### DATA IN THIS EXERCISE ###

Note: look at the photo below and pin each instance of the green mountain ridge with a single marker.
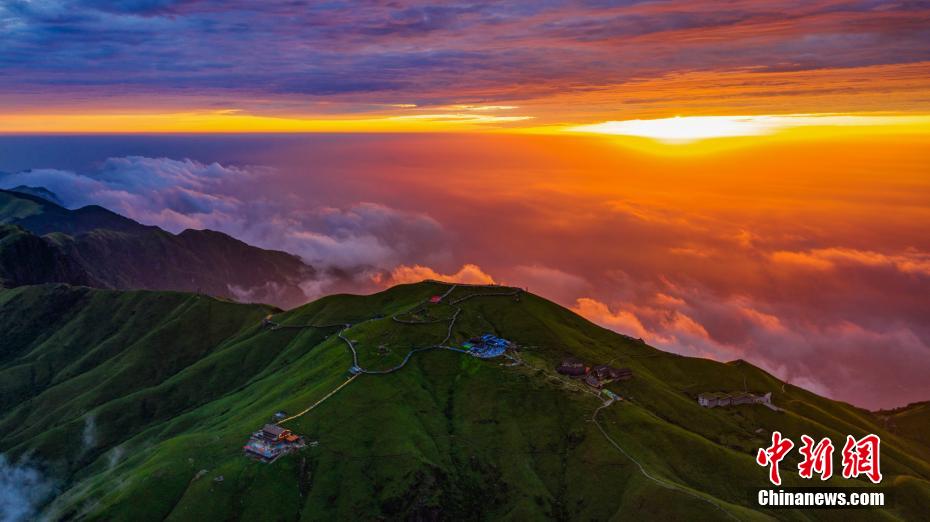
(96, 247)
(137, 405)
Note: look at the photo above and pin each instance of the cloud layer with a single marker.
(349, 245)
(809, 259)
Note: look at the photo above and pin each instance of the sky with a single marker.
(384, 66)
(727, 179)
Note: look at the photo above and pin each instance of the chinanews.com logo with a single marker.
(860, 459)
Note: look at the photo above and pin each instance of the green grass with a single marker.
(174, 384)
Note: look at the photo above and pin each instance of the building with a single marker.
(487, 346)
(707, 400)
(573, 367)
(271, 442)
(609, 373)
(714, 399)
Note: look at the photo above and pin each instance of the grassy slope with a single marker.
(174, 383)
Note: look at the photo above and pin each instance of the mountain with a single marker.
(41, 192)
(26, 259)
(136, 406)
(104, 249)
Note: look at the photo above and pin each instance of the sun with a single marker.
(686, 129)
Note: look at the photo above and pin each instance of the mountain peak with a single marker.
(39, 192)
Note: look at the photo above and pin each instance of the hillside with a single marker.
(136, 405)
(104, 249)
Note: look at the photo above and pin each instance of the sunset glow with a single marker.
(723, 179)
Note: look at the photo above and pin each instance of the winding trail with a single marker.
(358, 370)
(317, 403)
(661, 482)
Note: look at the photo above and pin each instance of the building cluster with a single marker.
(487, 346)
(271, 442)
(715, 399)
(594, 376)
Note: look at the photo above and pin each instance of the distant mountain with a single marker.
(27, 259)
(94, 246)
(135, 405)
(41, 192)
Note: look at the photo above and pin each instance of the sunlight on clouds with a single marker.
(694, 128)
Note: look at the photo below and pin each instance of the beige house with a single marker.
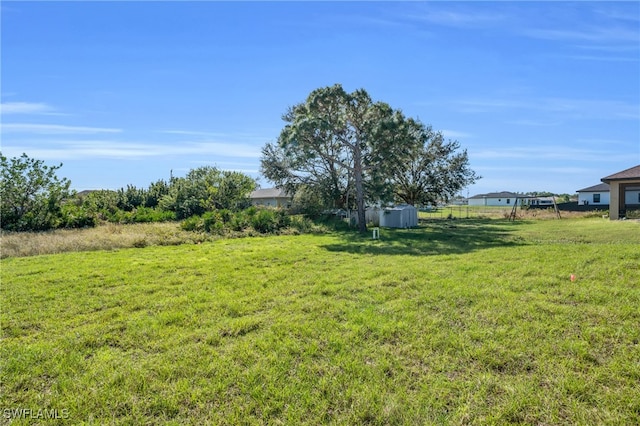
(619, 184)
(271, 197)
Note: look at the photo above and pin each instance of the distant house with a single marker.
(272, 197)
(596, 195)
(624, 191)
(503, 198)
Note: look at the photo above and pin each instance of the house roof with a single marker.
(630, 174)
(503, 194)
(269, 193)
(601, 187)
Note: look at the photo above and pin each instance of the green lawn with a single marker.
(457, 322)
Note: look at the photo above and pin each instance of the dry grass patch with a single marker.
(105, 237)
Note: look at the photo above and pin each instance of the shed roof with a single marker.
(269, 193)
(601, 187)
(632, 173)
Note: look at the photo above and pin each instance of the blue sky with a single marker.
(543, 95)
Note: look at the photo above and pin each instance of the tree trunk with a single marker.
(357, 176)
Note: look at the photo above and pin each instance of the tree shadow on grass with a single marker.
(433, 237)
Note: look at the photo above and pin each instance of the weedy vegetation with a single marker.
(455, 322)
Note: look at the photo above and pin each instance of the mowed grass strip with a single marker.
(456, 322)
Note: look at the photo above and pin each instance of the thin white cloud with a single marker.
(457, 18)
(599, 35)
(565, 107)
(86, 149)
(548, 153)
(25, 108)
(53, 129)
(454, 134)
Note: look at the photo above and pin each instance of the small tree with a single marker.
(31, 194)
(436, 170)
(205, 189)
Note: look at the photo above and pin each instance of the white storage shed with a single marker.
(403, 216)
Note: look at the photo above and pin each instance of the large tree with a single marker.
(437, 169)
(336, 142)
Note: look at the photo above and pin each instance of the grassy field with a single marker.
(457, 322)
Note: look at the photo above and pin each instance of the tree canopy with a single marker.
(346, 148)
(31, 194)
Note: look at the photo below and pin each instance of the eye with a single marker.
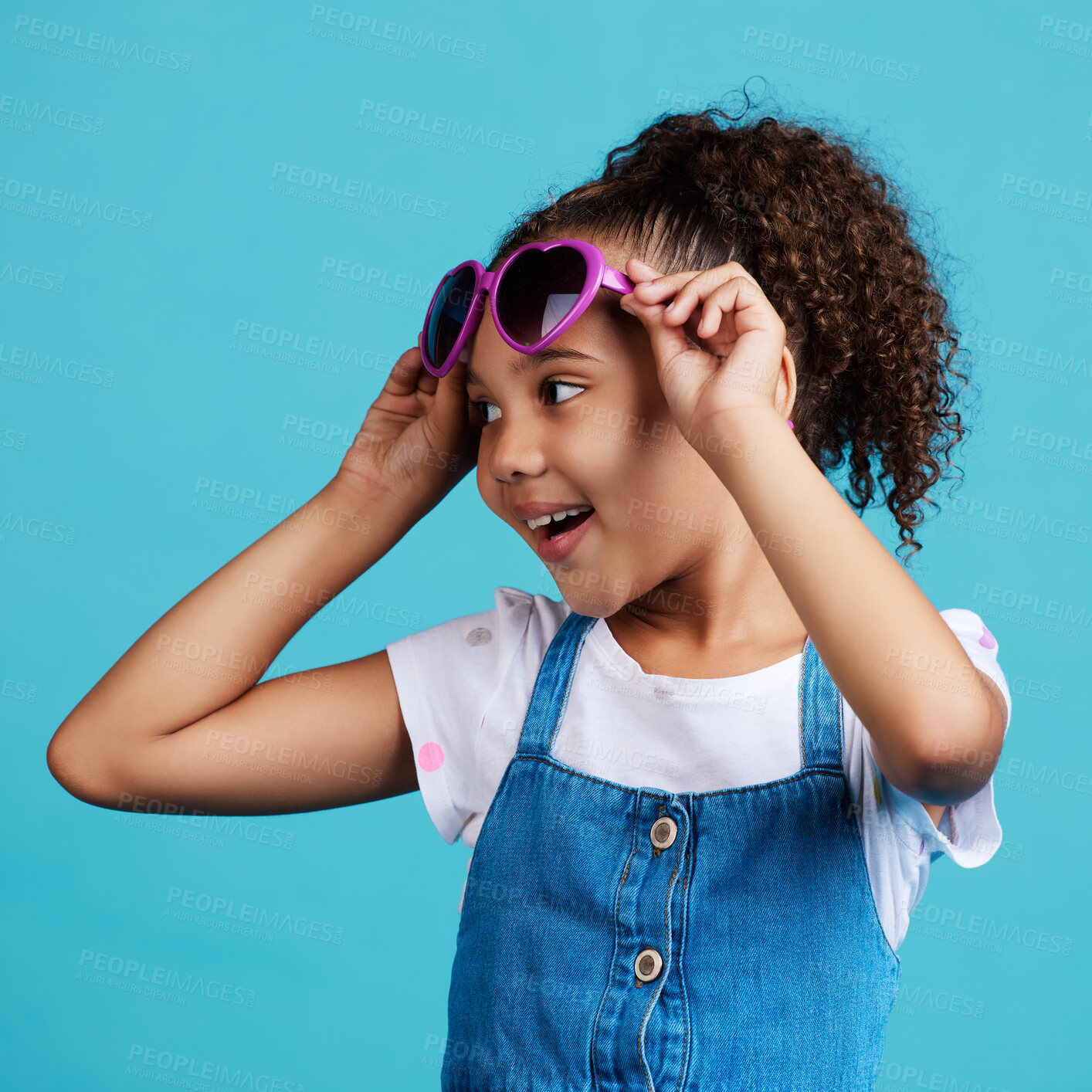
(561, 382)
(479, 412)
(480, 409)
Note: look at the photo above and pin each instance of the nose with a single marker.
(517, 450)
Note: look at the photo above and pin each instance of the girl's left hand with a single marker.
(745, 337)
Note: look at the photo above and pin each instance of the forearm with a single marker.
(892, 656)
(216, 643)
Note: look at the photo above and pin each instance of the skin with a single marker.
(656, 422)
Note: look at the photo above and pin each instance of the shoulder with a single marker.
(517, 619)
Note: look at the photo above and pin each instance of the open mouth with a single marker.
(556, 527)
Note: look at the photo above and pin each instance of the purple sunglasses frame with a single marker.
(599, 276)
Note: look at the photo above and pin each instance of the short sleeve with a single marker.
(970, 833)
(446, 677)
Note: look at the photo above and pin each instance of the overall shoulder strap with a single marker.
(820, 714)
(551, 695)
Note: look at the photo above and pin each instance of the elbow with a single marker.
(957, 762)
(76, 777)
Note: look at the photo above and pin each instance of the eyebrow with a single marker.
(530, 361)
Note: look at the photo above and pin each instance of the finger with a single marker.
(404, 377)
(426, 382)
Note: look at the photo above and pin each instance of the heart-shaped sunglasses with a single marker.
(540, 290)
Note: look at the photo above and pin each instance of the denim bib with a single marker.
(622, 939)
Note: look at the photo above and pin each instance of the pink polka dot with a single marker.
(430, 757)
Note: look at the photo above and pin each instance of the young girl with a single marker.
(704, 790)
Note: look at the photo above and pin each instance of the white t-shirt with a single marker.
(464, 686)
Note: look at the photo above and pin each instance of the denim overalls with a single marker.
(622, 939)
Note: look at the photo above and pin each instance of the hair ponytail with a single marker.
(812, 222)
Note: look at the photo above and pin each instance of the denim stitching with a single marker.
(799, 712)
(614, 959)
(683, 920)
(561, 768)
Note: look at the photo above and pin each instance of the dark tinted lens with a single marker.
(449, 314)
(538, 290)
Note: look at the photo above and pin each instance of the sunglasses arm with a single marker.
(617, 282)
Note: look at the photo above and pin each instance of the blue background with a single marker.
(132, 379)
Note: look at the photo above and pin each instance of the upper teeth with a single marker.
(557, 516)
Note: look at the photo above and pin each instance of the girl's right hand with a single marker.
(416, 441)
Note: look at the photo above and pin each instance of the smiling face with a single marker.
(587, 424)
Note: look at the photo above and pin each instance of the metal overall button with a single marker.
(663, 833)
(648, 965)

###

EXERCISE DETAILS
Rewrite all the lines above as a numbered list, skipping any blank lines and leaving out the pictures.

EXPECTED OUTPUT
1. Note: look at the photo below and pin each instance of the green mountain ridge with a single marker.
2. (96, 247)
3. (137, 405)
4. Note: look at the photo above and pin each instance of the cloud layer with a single marker.
5. (349, 245)
6. (809, 259)
7. Note: look at the photo above and pin each instance of the sky with a single marker.
8. (384, 66)
9. (727, 179)
10. Note: look at the photo above and pin each instance of the chinanews.com logo with a single marker.
11. (860, 459)
12. Note: look at the photo above and pin each instance of the green grass with a single marker.
13. (174, 384)
14. Note: look at the photo above and pin each instance of the building with a single marker.
15. (487, 346)
16. (707, 400)
17. (573, 367)
18. (271, 442)
19. (609, 373)
20. (714, 399)
21. Note: look at the photo above and pin each instance of the grassy slope with a single marker.
22. (174, 383)
23. Note: look at the photo above and pin each instance of the mountain with a single marker.
24. (41, 192)
25. (26, 259)
26. (136, 406)
27. (104, 249)
28. Note: look at the photo above and pin each instance of the sun with a single marker.
29. (686, 129)
30. Note: look at the photo above and pin each instance of the mountain peak with a single marker.
31. (39, 192)
32. Note: look at the photo above and pin each instance of the hillside with a single marker.
33. (136, 405)
34. (104, 249)
35. Note: look at the photo above and pin each instance of the sunset glow with a single marker.
36. (723, 179)
37. Note: look at the photo above and pin each instance of the winding trail with a single marker.
38. (358, 370)
39. (317, 403)
40. (661, 482)
41. Note: look at the photo above and pin each instance of the building cluster with a single marker.
42. (487, 346)
43. (271, 442)
44. (715, 399)
45. (594, 376)
46. Note: look at the photo above and pin each instance of the distant mountain with a single marker.
47. (27, 259)
48. (94, 246)
49. (135, 405)
50. (41, 192)
51. Note: look at the photo above and pin each instance of the sunlight on clouds with a single marker.
52. (694, 128)
53. Note: look at the photo below and pin each instance of the beige house with a single marker.
54. (619, 184)
55. (271, 197)
56. Note: look at the photo above and pin each instance of the distant house with a single marker.
57. (272, 197)
58. (596, 195)
59. (624, 191)
60. (503, 198)
61. Note: look at the photo above and pin each instance of the house roof with a single marker.
62. (630, 174)
63. (503, 194)
64. (269, 193)
65. (601, 187)
66. Note: look at the photo above and pin each instance of the green lawn with a single marker.
67. (457, 322)
68. Note: look at the photo above and pin each instance of the dry grass patch with a single marker.
69. (105, 237)
70. Note: look at the photo above and pin each instance of the shed roof with a single marker.
71. (269, 193)
72. (601, 187)
73. (632, 173)
74. Note: look at the photo above and pin each instance of the blue sky with a single marker.
75. (543, 95)
76. Note: look at the photo above and pin each instance of the tree trunk with a single marker.
77. (357, 176)
78. Note: look at the photo above and pin each instance of the tree shadow on grass with a single marker.
79. (433, 237)
80. Note: look at the photo above and pin each instance of the weedy vegetation with a single marker.
81. (455, 322)
82. Note: look at the photo above and pin each instance of the mowed grass strip with a single marker.
83. (456, 322)
84. Note: look at the photo above and pin each instance of the thin white cloud with a single marker.
85. (457, 18)
86. (599, 35)
87. (565, 107)
88. (86, 149)
89. (548, 153)
90. (25, 108)
91. (53, 129)
92. (454, 134)
93. Note: look at the photo above and pin each instance of the small tree with a single marker.
94. (31, 194)
95. (436, 170)
96. (205, 189)
97. Note: look at the photo above and pin each instance of the white storage shed with a single marker.
98. (403, 216)
99. Note: look at the photo above and pin each instance of the large tree with a single marker.
100. (437, 169)
101. (336, 142)
102. Note: look at the photo above and pin each instance of the grassy field with a single marker.
103. (457, 322)
104. Note: look at the photo above and pin each instance of the tree canopy with a single marker.
105. (346, 148)
106. (31, 194)
107. Note: look at the photo below and pin each instance of the eye with a single marker.
108. (561, 382)
109. (479, 412)
110. (480, 409)
111. Note: look at the photo above and pin each instance of the nose with a single marker.
112. (517, 450)
113. Note: look at the photo above and pin each instance of the girl's left hand with a single marker.
114. (745, 337)
115. Note: look at the photo above and pin each instance of the forearm with a single marker.
116. (892, 656)
117. (216, 643)
118. Note: look at the photo above and pin each instance of the skin with a single marker.
119. (656, 422)
120. Note: look at the photo above and pin each instance of the shoulder with a single marker.
121. (517, 619)
122. Note: look at the photo above and pin each instance of the open mouth with a single marker.
123. (556, 527)
124. Note: look at the photo above and pin each instance of the purple sunglasses frame with a single marker.
125. (599, 276)
126. Note: look at the photo above and pin each instance of the short sleeve with a single marker.
127. (970, 833)
128. (446, 677)
129. Note: look at the photo above and pin each instance of the overall shoulder strap with a single marker.
130. (820, 714)
131. (551, 695)
132. Note: look at the photo above and pin each instance of the elbow with a single marker.
133. (957, 762)
134. (76, 777)
135. Note: look at the photo above and pin each instance of the eyebrow with a single marker.
136. (530, 361)
137. Note: look at the photo above and pin each instance of the finger with a single marker.
138. (404, 377)
139. (426, 382)
140. Note: look at the photo above and pin each instance of the heart-shaped sunglasses with a single marker.
141. (540, 290)
142. Note: look at the photo above and pin each instance of the denim bib with a single marker.
143. (622, 939)
144. Note: look at the photo above and pin each instance of the pink polka dot with a single marker.
145. (430, 757)
146. Note: look at the photo above and pin each instance of the young girl with a single marker.
147. (704, 790)
148. Note: look at the photo above and pin each instance of the white t-shirt with a single marker.
149. (464, 686)
150. Note: look at the photo above and pin each instance of the denim overalls with a single marker.
151. (622, 939)
152. Note: look at the photo above and pin each instance of the hair ponytail with a single marker.
153. (812, 222)
154. Note: look at the photo above and pin each instance of the denim stitching with a single marker.
155. (799, 712)
156. (614, 959)
157. (683, 920)
158. (561, 768)
159. Note: look at the photo above and pin each instance of the dark tinted lens with a single marker.
160. (449, 314)
161. (538, 290)
162. Note: look at the photo above and pin each instance of the sunglasses arm with a single marker.
163. (617, 282)
164. Note: look at the photo above and pin each instance of the blue background with a single marker.
165. (132, 379)
166. Note: look at the photo above and pin each instance of the upper teeth with a single marker.
167. (557, 516)
168. Note: look at the photo above and pin each instance of the girl's right hand with a single marker.
169. (416, 441)
170. Note: look at the photo above and pin each instance of the smiling face with a single marker.
171. (587, 424)
172. Note: look at the photo above and pin each instance of the metal overall button with a single marker.
173. (663, 833)
174. (648, 965)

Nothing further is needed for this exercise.